SOURCE PASSAGE:
Darobactin is an experimental antibiotic compound that may be effective against Gram-negative bacteria. If it can be developed into a human-compatible form it would be the first to come from an animal microbiome.

== History ==
The compound was discovered in Photorhabdus bacteria in 2019, living in the digestive systems of entomopathogenic nematodes. Researchers identified the nematode as a possible host because they feed on insects by targeting their larvae and releasing bacteria that then confront pathogens similar to those found in humans.

In experiments, it cured mice of infections with Escherichia coli and Klebsiella pneumoniae, both members of the Enterobacteriaceae, without toxic side effects.

== Gram-negative bacteria ==
Gram-negative bacteria have a characteristic architecture for the cell envelope, with an inner membrane, an outer membrane, and a periplasmic space in between. In this arrangement, the peptidoglycan layer is relatively thin and does not retain the crystal violet stain used in the Gram staining method of bacterial classification. Antibiotic resistance has become widespread in bacterial pathogens, and in Gram-negative bacteria such as the Enterobacteriaceae, much of this comes from acquired genes. The resistance genes encode proteins that export or inactivate β-lactam antibiotics, aminoglycosides, tetracycline, chloramphenicol, fosfomycin, etc. Plasmids carrying these genes readily move between strains or between species. Consequently, resistance to the currently available panel of approved antibiotics is an increasingly worrisome problem. The most recent class of antibiotics effective against these bacteria emerged in the 1960s.

== Mode of action ==
Darobactin inhibits BamA and disrupts the proper formation of the Gram-negative cell envelope. BamA is a central component of the BamABCDE complex, which inserts proteins from the periplasm into the outer membrane. BamA also aids in the folding of outer membrane-bound proteins. Thus, darobactin prevents the proper formation of the outer membrane of bacteria, leading to cell death. Because only Gram-negative bacteria have BamA and outer membrane beta-barrel proteins, only they are susceptible to darobactin.

== Biosynthesis ==
Darobactin is a RiPP, that is, a ribosomally synthesized and post-translationally modified peptide. Its production and export is encoded by a typically silent five gene operon that showed minimal production under laboratory culture conditions. Mature darobactin consists of a seven amino acids core peptide derived from a longer precursor, with unusual Trp-1 to Trp-3 and Trp-3 to Lys-5 (or Arg-5, in variant forms) crosslinks. The key enzyme for maturation from the precursor to the mature form is the radical SAM/SPASM enzyme DarE.

EXTRACTED RECORDS:
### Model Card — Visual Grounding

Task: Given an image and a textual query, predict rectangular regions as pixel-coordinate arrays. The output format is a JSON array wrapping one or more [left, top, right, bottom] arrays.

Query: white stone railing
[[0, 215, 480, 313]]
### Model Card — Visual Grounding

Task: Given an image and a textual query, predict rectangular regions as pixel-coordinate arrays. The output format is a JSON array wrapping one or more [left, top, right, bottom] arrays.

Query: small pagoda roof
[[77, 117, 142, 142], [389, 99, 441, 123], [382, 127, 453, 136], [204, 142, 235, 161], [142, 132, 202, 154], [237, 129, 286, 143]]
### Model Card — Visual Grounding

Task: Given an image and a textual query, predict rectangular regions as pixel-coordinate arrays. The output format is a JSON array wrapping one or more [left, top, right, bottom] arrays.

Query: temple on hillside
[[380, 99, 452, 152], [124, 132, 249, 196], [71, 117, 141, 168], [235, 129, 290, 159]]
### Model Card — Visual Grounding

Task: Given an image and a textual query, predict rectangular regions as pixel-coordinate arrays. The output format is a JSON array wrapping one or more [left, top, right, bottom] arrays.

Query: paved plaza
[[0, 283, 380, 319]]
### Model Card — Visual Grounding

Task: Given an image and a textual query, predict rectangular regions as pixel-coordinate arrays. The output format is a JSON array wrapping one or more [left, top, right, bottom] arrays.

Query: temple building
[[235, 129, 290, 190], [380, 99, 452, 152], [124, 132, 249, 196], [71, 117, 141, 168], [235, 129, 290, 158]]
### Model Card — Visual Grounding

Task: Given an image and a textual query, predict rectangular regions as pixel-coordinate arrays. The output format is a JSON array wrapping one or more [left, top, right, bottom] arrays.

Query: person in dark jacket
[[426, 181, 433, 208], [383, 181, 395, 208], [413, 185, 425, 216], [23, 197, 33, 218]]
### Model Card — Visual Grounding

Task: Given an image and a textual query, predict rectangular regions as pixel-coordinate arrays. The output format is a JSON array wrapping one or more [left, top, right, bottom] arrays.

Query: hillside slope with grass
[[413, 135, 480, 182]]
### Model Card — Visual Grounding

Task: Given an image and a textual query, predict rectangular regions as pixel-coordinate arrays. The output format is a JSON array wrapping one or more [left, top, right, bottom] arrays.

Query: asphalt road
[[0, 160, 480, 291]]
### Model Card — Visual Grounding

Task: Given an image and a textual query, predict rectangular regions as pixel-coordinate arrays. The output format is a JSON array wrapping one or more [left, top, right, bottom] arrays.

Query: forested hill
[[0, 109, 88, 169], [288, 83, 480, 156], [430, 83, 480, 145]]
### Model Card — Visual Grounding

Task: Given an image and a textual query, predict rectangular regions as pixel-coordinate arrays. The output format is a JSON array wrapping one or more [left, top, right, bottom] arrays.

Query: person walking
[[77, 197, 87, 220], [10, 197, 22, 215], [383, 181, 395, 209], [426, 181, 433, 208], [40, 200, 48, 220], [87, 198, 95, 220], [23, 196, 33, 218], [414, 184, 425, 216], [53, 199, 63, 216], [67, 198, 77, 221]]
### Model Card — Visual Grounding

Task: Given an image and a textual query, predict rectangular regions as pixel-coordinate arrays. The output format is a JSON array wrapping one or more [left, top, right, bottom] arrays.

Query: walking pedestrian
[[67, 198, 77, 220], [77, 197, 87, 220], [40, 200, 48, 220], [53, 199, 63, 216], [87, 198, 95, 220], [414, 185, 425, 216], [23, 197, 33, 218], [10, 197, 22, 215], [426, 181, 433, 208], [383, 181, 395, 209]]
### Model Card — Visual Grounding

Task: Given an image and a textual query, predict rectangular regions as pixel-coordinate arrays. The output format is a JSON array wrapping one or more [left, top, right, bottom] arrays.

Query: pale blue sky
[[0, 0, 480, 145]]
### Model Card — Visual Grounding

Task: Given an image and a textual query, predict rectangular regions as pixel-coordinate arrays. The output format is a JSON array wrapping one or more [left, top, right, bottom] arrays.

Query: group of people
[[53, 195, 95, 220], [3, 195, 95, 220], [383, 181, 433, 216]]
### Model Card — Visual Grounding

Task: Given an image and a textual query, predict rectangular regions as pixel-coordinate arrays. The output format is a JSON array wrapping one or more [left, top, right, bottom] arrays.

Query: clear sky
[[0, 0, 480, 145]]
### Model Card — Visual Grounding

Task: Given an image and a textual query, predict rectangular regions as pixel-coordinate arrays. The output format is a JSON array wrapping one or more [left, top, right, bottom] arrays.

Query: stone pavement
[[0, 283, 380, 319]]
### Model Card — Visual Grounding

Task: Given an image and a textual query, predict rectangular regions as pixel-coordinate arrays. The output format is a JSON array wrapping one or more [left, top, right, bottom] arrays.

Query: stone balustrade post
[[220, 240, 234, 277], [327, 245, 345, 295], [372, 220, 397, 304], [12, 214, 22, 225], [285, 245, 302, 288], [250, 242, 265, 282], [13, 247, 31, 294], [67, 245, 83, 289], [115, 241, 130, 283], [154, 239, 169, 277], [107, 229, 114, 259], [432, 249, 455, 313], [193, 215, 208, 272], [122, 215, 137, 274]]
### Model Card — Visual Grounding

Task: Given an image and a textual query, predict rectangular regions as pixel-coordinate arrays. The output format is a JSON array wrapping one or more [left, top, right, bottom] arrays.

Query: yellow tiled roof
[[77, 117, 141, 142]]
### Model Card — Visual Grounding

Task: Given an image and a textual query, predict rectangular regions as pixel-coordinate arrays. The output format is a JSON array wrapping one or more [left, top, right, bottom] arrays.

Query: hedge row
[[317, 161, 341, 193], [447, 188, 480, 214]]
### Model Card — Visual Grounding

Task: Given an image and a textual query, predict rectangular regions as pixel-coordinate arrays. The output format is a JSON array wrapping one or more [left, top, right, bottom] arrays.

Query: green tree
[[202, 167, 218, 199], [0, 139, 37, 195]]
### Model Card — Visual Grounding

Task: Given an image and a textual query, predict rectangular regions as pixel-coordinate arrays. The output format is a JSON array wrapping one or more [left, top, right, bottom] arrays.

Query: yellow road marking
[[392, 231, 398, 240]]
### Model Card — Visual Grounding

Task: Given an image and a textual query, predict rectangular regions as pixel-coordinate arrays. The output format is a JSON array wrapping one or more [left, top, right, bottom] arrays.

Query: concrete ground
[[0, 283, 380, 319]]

* * *

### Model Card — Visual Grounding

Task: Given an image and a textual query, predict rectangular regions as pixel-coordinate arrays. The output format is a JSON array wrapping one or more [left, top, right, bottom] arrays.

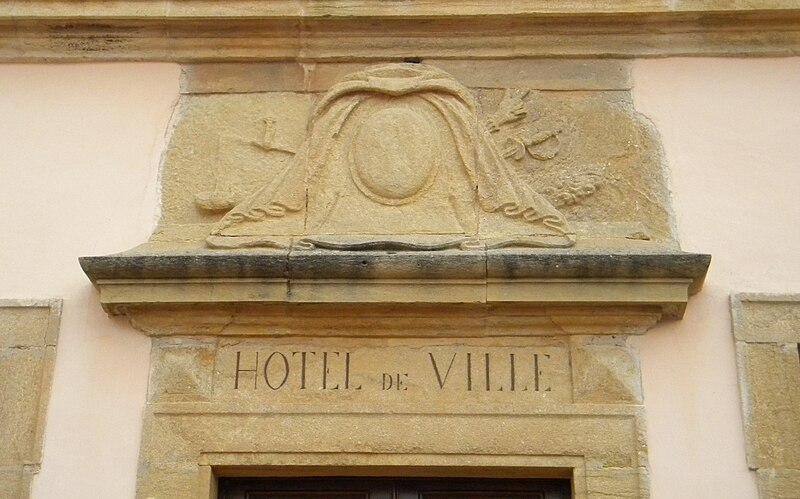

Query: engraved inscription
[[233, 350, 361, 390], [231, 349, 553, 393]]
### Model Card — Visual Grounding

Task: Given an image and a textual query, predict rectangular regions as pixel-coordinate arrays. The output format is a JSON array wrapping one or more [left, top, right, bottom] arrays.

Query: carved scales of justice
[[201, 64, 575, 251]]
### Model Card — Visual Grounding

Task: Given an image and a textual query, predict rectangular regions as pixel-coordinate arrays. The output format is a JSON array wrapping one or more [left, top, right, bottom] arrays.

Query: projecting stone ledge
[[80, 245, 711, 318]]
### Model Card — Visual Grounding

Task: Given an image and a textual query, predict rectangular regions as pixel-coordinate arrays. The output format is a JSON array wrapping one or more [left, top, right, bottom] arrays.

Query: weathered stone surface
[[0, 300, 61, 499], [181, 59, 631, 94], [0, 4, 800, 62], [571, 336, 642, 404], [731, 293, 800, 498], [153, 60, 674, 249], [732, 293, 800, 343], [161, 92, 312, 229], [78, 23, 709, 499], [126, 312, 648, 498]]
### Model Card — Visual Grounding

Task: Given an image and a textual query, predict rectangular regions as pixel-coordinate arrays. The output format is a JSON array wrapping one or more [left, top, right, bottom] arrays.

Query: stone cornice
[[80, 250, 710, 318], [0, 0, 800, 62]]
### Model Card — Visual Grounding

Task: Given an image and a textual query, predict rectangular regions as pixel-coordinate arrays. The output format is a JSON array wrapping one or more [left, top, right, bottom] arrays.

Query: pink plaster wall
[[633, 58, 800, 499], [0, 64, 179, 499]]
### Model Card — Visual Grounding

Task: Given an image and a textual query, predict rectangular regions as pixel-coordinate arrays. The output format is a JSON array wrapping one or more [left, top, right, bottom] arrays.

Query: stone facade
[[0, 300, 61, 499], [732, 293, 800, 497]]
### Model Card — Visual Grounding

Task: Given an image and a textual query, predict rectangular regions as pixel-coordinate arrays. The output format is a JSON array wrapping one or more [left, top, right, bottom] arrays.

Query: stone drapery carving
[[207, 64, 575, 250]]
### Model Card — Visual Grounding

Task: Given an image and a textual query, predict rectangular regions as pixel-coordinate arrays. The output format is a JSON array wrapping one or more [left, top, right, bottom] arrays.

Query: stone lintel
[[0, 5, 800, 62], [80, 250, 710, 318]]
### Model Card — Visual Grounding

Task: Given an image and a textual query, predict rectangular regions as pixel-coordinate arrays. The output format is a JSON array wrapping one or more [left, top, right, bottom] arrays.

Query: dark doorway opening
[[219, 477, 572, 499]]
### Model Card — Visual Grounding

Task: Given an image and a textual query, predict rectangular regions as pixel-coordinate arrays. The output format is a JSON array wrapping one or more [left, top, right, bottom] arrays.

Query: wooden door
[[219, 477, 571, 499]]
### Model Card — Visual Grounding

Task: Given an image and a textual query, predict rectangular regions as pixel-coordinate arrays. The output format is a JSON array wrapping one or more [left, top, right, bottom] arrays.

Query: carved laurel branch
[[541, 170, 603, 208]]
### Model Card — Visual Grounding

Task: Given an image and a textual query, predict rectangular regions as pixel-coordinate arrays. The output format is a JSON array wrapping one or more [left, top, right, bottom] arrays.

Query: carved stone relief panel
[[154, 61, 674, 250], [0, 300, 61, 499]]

TASK ITEM A: According to the darobactin text, is each statement true? Answer yes or no for each and quote the words that decide it. (i) Darobactin was discovered in Photorhabdus bacteria in 2019. (ii) In the mouse experiments, darobactin caused toxic side effects. (iii) Gram-positive bacteria are susceptible to darobactin.
TASK ITEM B: List every antibiotic or antibiotic group that the darobactin text says resistance genes encode proteins to export or inactivate.
TASK ITEM C: Reproduce a passage from the darobactin text. Begin at the words "Darobactin is an" and stop after "an animal microbiome.".
The rows were taken from a different source than the darobactin text.

YOUR RESPONSE A:
(i) Yes: "The compound was discovered in Photorhabdus bacteria in 2019"
(ii) No: "without toxic side effects"
(iii) No: "Because only Gram-negative bacteria have BamA and outer membrane beta-barrel proteins, only they are susceptible to darobactin."

YOUR RESPONSE B: β-lactam antibiotics, aminoglycosides, tetracycline, chloramphenicol, fosfomycin

YOUR RESPONSE C:
Darobactin is an experimental antibiotic compound that may be effective against Gram-negative bacteria. If it can be developed into a human-compatible form it would be the first to come from an animal microbiome.